Position identification records
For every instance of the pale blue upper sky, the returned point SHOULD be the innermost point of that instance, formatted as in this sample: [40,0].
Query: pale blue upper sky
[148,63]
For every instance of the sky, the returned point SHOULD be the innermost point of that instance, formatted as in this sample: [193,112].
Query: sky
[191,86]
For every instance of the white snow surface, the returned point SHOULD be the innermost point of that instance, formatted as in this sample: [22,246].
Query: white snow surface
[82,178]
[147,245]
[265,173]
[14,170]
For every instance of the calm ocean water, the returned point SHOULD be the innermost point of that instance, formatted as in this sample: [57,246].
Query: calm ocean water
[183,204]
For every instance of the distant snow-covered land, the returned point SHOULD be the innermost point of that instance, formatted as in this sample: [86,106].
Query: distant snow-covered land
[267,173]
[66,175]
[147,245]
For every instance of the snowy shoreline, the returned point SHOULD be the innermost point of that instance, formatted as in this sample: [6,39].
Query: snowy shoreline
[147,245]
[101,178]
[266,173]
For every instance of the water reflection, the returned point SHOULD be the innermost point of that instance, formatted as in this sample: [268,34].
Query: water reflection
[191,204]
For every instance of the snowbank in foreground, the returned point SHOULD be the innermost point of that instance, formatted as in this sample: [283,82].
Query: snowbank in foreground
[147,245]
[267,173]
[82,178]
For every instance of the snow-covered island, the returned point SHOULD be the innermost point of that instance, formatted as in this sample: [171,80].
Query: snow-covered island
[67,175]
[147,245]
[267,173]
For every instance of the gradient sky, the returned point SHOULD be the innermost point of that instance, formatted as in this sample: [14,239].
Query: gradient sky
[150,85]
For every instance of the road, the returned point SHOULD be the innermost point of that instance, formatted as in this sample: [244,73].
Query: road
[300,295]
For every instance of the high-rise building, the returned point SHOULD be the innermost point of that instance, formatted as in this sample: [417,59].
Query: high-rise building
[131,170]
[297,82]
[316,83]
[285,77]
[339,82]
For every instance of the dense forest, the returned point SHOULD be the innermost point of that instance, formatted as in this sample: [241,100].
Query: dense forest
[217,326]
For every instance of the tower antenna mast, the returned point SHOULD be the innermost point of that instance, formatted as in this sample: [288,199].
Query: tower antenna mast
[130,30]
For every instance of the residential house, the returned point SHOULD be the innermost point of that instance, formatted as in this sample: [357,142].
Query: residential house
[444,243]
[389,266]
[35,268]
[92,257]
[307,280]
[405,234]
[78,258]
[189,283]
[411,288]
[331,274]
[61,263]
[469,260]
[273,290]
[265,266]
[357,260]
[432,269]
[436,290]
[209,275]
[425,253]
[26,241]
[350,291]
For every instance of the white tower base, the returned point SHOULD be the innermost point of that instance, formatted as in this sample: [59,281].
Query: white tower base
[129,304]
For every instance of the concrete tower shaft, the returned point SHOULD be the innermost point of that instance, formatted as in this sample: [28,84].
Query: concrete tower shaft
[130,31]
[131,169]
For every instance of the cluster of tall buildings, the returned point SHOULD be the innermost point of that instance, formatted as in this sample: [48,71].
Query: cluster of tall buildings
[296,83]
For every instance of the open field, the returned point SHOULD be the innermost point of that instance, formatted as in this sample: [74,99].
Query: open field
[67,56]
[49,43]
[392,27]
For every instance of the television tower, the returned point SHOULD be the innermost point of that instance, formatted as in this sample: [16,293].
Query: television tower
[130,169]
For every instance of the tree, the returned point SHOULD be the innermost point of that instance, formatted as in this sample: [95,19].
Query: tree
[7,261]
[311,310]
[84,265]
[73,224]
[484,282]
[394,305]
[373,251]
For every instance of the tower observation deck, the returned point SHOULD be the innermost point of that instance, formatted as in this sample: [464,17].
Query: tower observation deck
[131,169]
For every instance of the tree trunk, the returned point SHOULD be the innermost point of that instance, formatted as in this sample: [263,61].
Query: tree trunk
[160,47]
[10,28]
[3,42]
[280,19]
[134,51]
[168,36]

◆ Aim: Arrange everything from the line containing "For every instance of the cluster" down to the end of the material as a numbered list, leaving out any blank lines.

◆ Written reply:
1. For every instance of the cluster of tall buildings, the returned point SHOULD be the innermost point of that instance, formatted as in this sample: [48,71].
2. Query: cluster of tall buildings
3. [296,83]
4. For every instance of the open field, the returned point SHOULD be the innermost point of that instance, formatted as in this sample: [74,99].
5. Query: open field
6. [67,56]
7. [49,43]
8. [392,27]
9. For every instance of the television tower, the returned point SHOULD be the innermost point of that instance, formatted as in this sample: [16,293].
10. Query: television tower
11. [130,169]
12. For every instance of the tree, the returned point SHOULD be the innermost point of that instance, formatted as in this sample: [95,19].
13. Query: tree
14. [7,261]
15. [311,310]
16. [84,265]
17. [73,224]
18. [484,282]
19. [394,305]
20. [373,251]
21. For every instance of the tower observation deck, the returned point SHOULD be the innermost point of that instance, formatted as in this sample: [464,17].
22. Query: tower observation deck
23. [131,169]
24. For every instance of the tree trunk, the returned point SHOULD be the innermost point of that instance, formatted as in this sample: [263,61].
25. Query: tree trunk
26. [160,47]
27. [10,28]
28. [3,42]
29. [280,19]
30. [134,51]
31. [168,36]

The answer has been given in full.